Records pointing to named objects
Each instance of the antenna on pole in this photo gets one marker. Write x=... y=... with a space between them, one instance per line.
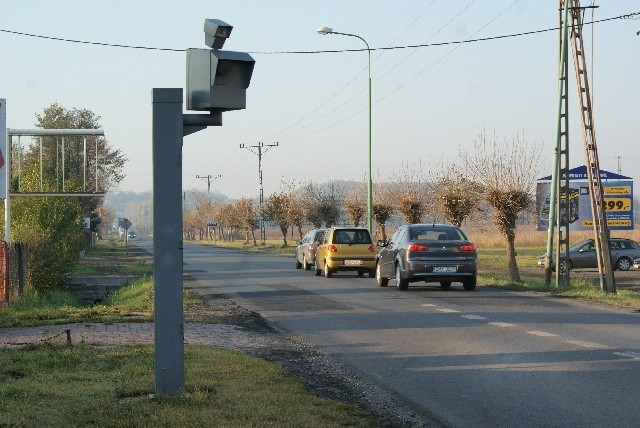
x=209 y=178
x=259 y=152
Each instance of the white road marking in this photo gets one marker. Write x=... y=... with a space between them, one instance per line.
x=629 y=354
x=541 y=333
x=473 y=317
x=586 y=344
x=502 y=324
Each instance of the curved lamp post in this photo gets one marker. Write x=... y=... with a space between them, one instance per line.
x=324 y=31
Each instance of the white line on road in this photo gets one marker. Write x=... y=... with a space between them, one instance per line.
x=502 y=324
x=542 y=333
x=629 y=354
x=473 y=317
x=586 y=344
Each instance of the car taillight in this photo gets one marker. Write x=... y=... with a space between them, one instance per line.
x=417 y=247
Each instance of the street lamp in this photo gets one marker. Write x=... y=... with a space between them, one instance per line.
x=324 y=31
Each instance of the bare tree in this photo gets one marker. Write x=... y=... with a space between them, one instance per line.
x=507 y=171
x=457 y=196
x=226 y=219
x=383 y=206
x=355 y=205
x=412 y=195
x=247 y=216
x=277 y=209
x=325 y=202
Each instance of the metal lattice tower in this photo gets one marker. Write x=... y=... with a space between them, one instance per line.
x=601 y=232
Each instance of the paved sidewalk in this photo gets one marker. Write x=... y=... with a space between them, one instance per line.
x=228 y=336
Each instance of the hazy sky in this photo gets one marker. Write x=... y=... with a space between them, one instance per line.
x=428 y=102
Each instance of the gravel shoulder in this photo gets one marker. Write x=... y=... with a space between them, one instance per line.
x=298 y=358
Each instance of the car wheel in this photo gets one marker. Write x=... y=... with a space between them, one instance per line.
x=624 y=263
x=327 y=271
x=382 y=282
x=469 y=284
x=401 y=283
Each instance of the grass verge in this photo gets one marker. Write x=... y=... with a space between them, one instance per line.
x=79 y=385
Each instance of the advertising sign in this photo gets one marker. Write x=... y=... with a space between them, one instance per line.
x=618 y=199
x=3 y=147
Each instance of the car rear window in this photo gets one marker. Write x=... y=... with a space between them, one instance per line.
x=435 y=234
x=351 y=236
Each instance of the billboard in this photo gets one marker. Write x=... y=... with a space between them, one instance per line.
x=617 y=193
x=3 y=147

◆ **What this task involves**
Repeat every one of the records above word for word, keeping each line as it stands. Leave the pictures out of your answer.

◆ **Solution to the problem**
Each instance of the antenna on pole in this photo gets one marker. Write x=... y=... with a space between them, one instance per line.
x=209 y=178
x=259 y=152
Each instance of the white road marking in this photo gets one marker. Write x=... y=... with a space between them, one instance per line.
x=629 y=354
x=541 y=333
x=473 y=317
x=586 y=344
x=502 y=324
Each instance of the curved lamp post in this photo gets one marker. Write x=... y=... with a space between them, one instance per line.
x=324 y=31
Each instance of the white line on road in this photo gets one marker. Write x=... y=... with a space between them, one instance per line.
x=502 y=324
x=542 y=333
x=629 y=354
x=473 y=317
x=586 y=344
Each instance of the car taillight in this photo gets one marker. Write x=... y=... with a space between them, one instance per line.
x=417 y=247
Each instance of the street lamp in this photo gets one marker. Write x=... y=... with a space between them, one instance per line.
x=324 y=31
Each instance of the bare tree in this photo gets one marker. Write x=... y=... with a space between them, one instance per line.
x=507 y=171
x=457 y=196
x=226 y=219
x=383 y=206
x=355 y=205
x=412 y=195
x=247 y=216
x=277 y=209
x=325 y=202
Each instance of the metal lattice tower in this photo gets one marker. Write x=... y=... with a space between them, one instance per line.
x=601 y=232
Each instance of the paved sidewalk in this photo gets one marker. Write x=... y=... with a space between them, one instance per line.
x=228 y=336
Each instance of the hazy sky in this photo gets one marker. Write x=... y=... with a space between them, one instance per line.
x=428 y=102
Each instance of the gravel shoulder in this photo gets one marker. Write x=... y=... with a space between them, one instance per line.
x=298 y=358
Each instance of the car wheel in this photo gets one marker. Write x=... y=... with a space between them, one instance per line.
x=624 y=263
x=327 y=271
x=382 y=282
x=469 y=284
x=401 y=283
Each instance of the grass verge in this photo gets one marker. Write x=... y=... with a space between them, one instance per line.
x=79 y=385
Each instance of the advertising sign in this photo gets one marker. Write x=... y=... with a space between them, one instance per line.
x=618 y=199
x=3 y=147
Each instance of the car rear window in this photo gets one marker. Write x=... y=... with a space between them, one instance per line.
x=435 y=234
x=351 y=236
Each instance of the billboard in this photo gets one marker. Write x=... y=... with a space between them, one instance per line.
x=617 y=193
x=3 y=147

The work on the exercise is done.